* **TEXT SECTION**:
○ ○ ○ ○ ○ ○ ○

Deep convolutional neural networks (DCNNs) are used in computer vision, for instance, for image classification. A typical image classification task is to determine what an image represents, e.g., if it predominantly shows a car or an airplane or a person or a cat, etc. My colleague and I already had experience with DCNNs for computer vision from our work about brand logo and object detection in social media images.

Deep learning models (such as deep convolutional neural networks) are known to be data and compute-hungry: they usually require big servers with highly performant GPUs (graphic card chips) and consume lots of memory. This is especially true when training them (they need to “learn” first), but it also applies when merely using them after training.

For our battery-powered smart glasses project, server-grade compute performance was out of the question. For privacy reasons, uploading images to a server in the cloud was a no-go. The idea was to recognize brand logos on the mobile device and only upload a log of brand logo touchpoints.

Pairing smart glasses with a smartphone was a viable option - and CNNdroid made it even more feasible.

Being an iPhone user at the time, I was jealous that CNNdroid only ran on Android. Coincidentally, at the end of October 2016, Google’s Pixel phone came out, and I was on vacation, with a bit of spare time at my disposal. So I decided to plunge in: I got myself a Pixel phone, downloaded the Android SDK, cloned CNNdroid from GitHub, and started to hack away. It didn’t take long, and I could classify images captured by my phone camera using a freely available image classification model. I was excited. Once classification (“is this an image of a cat?”) works, maybe there is a way to get object detection (“where in the picture is a cat?”) working, too. There were so many things I wanted to try, as there are numerous approaches to tackle object detection.

Incidentally, I have never looked back to the iPhone world. I was astonished by how developer-friendly Android was (and how much saner its notifications are on the lock screen). But I digress.

Eventually, I got a brand logo classification model, trained on one of the proprietary datasets we had used in previous projects to work with CNNdroid. But I was still using the phone’s camera. Now we needed something like Google Glasses.

The Sony Glasses

Unfortunately, at that time, Google had discontinued selling Google Glasses to ordinary people, so we had to look for alternatives. And we found: Sony Smart Glasses! Well, my colleague found them. She always finds the right stuff at the right time! We decided the Sony’s were the best in terms of features offered for an acceptable price.

○ ○ ○ ○ ○ ○ ○

* **LIST OF TASKS**:
a: Answer these questions using the text above on the smart glasses project, one answer per line, marked the same way:
(i) For what reason was uploading images to a cloud server ruled out?
(ii) When did Google's Pixel phone come out?
(iii) Why were the Sony Smart Glasses chosen?
b: Summarize the text above on the smart glasses project in two sentences.
c: Carry on the text above about the smart glasses project, starting right after its final sentence.

* **INFORMATION SUPPLIED**:
○ ○ ○ ○ ○ ○ ○

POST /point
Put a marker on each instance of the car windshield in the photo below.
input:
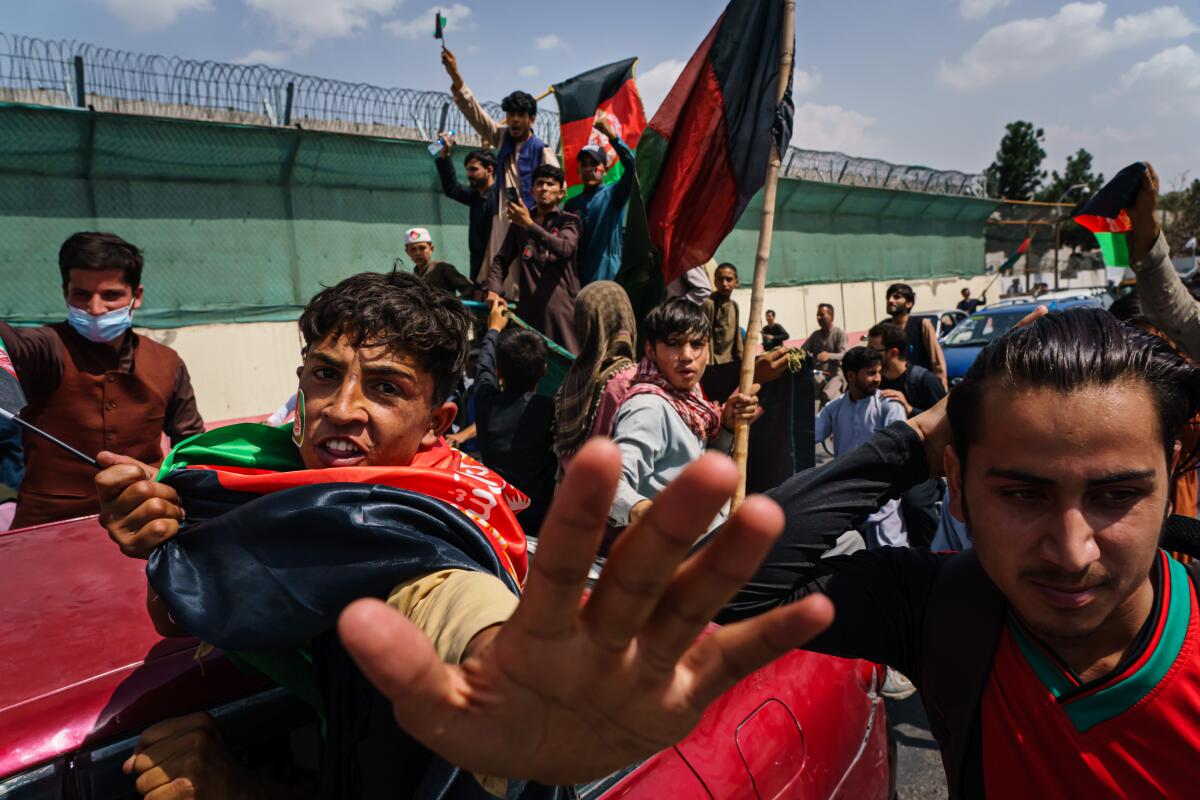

○ ○ ○ ○ ○ ○ ○

* **RESULTS OF THE TASKS**:
a:
(i) For privacy reasons.
(ii) At the end of October 2016.
(iii) They were judged the best in terms of features offered for an acceptable price.

b: Deep convolutional neural networks usually need big servers with powerful GPUs, and uploading images to the cloud was ruled out for privacy reasons, so the battery-powered smart glasses project aimed to recognize brand logos on the mobile device and pair the glasses with a smartphone, which CNNdroid made more feasible. After getting a brand logo classification model working with CNNdroid on a Pixel phone, the team still needed glasses, and because Google Glasses were no longer sold to ordinary people, they chose Sony Smart Glasses as the best in features for an acceptable price.

c:
I immediately ordered Sony Smart Glasses and got myself immersed in its API and Android programming in general. It’s Java all the way down, which took a bit of getting used to.

There was a lot to learn and a lot to do. Still, gradually, I got it all to work in a prototype: The Smart Glasses were controlled by the smartphone, which consecutively took pictures via the glasses’ camera, then wirelessly transferred them to the phone, converted them, and ran them through the image classifier. After that, it displayed the image and result on the phone. Just for giggles, I also implemented text-to-speech output and had the phone speak out whenever it “recognized” a brand logo.

Bear in mind that this was still image classification. So to detect a logo, it had to be the dominant content of an image. Or, in other words, you had to get pretty close to the logo.

While it was an outstanding achievement and certainly looked very high-tech and futuristic, running around with smart glasses and having a phone call “Coca-Cola” when approaching a bottle of coke, the shortcomings of the Sony Glasses started to become, well, noticeable.

First of all, the Sony Glasses were rather clunky. They also made a non-suppressible shutter sound that everyone around you would hear when you snapped an image. Second, they operated with Bluetooth. Transferring an image via Bluetooth would take about two seconds minimum. Given the neural net would take about one second to process the picture, the Bluetooth delay became quite a performance bottleneck.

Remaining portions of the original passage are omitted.